**ACTIVITY:**
Return each line, exactly as given, from the one containing "Query: inscription on cross" through the end of the entries below, and skip the rest.

**Saved entries:**
########

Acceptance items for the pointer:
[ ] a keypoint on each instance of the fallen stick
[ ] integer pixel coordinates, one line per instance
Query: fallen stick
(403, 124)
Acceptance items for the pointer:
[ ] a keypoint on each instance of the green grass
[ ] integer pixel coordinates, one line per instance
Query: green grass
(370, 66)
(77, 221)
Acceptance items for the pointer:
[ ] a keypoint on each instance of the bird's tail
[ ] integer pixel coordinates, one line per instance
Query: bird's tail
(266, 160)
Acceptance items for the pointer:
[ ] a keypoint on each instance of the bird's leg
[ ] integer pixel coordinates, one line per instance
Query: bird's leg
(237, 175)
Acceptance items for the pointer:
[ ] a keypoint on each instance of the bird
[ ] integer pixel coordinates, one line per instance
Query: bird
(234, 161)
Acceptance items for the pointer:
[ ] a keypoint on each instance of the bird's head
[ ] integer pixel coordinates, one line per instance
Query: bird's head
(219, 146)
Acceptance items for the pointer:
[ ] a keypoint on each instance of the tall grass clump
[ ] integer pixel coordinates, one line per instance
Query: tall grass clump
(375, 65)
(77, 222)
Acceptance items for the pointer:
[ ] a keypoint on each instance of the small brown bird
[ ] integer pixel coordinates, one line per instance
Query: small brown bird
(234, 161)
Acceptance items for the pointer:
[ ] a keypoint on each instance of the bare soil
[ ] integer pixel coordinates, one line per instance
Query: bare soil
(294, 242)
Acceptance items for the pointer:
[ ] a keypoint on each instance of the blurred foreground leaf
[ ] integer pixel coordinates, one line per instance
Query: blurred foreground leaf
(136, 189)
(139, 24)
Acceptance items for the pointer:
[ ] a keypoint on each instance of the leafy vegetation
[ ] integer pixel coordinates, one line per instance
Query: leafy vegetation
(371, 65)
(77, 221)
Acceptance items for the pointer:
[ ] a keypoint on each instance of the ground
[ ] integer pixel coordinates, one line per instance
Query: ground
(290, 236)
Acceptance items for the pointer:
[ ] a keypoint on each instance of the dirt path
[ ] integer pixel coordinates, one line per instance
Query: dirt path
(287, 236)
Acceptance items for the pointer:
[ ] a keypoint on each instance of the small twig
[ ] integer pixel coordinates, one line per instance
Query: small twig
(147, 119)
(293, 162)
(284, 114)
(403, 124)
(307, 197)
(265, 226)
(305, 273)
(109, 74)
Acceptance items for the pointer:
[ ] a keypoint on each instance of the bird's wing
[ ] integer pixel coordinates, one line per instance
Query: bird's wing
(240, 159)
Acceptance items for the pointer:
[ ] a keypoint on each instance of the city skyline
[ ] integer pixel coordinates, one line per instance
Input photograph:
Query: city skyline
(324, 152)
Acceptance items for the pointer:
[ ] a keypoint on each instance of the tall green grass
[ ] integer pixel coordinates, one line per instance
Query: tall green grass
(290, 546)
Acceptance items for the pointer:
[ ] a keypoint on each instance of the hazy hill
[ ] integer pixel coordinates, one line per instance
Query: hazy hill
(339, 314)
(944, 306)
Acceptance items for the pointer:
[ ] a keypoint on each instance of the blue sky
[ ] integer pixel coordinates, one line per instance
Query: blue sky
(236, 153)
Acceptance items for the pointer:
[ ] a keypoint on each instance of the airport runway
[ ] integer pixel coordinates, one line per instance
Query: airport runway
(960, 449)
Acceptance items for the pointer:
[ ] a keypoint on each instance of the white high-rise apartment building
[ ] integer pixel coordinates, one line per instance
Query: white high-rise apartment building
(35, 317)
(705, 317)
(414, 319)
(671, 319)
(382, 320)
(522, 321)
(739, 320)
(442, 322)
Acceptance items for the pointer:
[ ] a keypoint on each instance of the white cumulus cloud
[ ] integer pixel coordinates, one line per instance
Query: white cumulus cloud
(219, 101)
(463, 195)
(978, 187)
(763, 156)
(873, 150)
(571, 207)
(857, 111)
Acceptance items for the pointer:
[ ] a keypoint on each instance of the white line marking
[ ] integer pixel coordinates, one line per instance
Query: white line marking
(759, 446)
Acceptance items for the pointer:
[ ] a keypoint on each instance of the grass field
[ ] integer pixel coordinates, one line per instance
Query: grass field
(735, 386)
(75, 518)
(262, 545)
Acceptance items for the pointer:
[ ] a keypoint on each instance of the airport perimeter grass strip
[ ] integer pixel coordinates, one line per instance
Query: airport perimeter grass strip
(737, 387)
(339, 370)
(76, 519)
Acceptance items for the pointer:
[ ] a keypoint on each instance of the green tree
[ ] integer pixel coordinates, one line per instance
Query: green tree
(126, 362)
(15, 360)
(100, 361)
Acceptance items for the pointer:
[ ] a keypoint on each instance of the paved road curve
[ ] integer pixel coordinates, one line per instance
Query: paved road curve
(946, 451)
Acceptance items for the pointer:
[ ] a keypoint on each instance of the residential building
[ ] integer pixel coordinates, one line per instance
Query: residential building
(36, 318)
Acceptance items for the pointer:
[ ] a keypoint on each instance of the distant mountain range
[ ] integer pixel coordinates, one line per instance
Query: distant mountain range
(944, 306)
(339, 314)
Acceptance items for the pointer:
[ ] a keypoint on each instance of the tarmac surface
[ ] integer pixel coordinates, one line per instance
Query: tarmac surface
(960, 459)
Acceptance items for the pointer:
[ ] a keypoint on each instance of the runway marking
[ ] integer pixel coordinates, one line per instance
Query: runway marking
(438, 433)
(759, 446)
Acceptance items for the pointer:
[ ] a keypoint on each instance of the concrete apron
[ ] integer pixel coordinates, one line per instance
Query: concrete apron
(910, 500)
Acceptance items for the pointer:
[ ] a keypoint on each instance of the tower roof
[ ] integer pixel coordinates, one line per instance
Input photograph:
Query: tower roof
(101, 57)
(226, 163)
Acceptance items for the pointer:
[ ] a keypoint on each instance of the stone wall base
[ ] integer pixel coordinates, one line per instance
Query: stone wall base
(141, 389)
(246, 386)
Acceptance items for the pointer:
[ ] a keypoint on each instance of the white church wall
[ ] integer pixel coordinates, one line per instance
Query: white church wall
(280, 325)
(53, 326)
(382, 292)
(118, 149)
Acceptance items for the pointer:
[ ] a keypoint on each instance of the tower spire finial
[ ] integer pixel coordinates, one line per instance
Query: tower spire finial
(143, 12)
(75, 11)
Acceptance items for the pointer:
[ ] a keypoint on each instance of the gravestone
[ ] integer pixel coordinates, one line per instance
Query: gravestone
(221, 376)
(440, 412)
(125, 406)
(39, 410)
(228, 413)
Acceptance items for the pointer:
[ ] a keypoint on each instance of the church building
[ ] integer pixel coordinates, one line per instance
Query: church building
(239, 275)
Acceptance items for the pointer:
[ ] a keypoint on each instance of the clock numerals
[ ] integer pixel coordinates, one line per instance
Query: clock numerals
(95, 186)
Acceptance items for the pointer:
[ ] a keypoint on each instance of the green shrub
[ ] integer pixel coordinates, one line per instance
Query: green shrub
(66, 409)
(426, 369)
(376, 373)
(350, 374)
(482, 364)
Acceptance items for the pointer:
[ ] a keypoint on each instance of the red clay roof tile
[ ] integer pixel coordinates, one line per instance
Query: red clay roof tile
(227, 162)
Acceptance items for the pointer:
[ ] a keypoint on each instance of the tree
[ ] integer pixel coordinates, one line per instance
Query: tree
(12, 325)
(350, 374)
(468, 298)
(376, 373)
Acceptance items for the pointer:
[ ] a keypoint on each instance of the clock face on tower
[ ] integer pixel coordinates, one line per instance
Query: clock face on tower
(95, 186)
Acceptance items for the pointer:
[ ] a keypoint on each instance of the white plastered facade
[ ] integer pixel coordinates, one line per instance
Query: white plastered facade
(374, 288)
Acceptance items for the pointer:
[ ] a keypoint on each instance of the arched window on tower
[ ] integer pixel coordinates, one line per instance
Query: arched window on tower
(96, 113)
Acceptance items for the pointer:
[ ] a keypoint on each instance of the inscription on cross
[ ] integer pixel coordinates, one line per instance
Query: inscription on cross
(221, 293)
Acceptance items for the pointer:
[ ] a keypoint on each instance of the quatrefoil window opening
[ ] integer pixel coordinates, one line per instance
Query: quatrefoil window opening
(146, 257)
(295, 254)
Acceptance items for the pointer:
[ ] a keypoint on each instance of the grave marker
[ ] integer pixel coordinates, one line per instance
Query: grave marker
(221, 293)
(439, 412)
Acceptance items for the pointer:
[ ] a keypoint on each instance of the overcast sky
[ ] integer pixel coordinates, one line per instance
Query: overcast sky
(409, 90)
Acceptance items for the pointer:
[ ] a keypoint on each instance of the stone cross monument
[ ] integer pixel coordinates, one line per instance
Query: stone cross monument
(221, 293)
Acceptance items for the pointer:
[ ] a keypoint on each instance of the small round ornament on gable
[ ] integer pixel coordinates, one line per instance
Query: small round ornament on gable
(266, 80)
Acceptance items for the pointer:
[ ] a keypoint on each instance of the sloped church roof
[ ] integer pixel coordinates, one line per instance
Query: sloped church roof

########

**TASK RESPONSE:**
Query: inscription on cross
(221, 293)
Acceptance items for the pointer:
[ ] a keypoint on each instance of the quatrefoil window opening
[ ] integer pixel coordinates, one line per instance
Query: quatrefoil window opening
(146, 257)
(295, 254)
Acceptance items for the pointer:
[ ] a keypoint on each instance of the grave marker
[ ] integer pixel coordinates, one line per instance
Query: grave marker
(221, 293)
(439, 412)
Acceptance items for the pointer:
[ ] a keypoint on each instance of the overcast sky
[ ] integer pixel coordinates, one line per instance
Query: overcast sky
(409, 90)
Acceptance items for the pointer:
[ ] a keypoint on each instance of the stone cross monument
[ ] integer pixel coordinates, one line per instance
Query: stone cross monument
(221, 293)
Acceptance items for the pointer:
[ ] a keypoint on each instance of the small round ornament on gable
[ ] integer pixel coordinates, one line per instance
Query: small round ornament on gable
(266, 80)
Acceptance items for the pointer:
[ ] a keypoint on each instance of the sloped church roof
[ ] integer pixel coordinates, one line per instance
Query: sloped church roof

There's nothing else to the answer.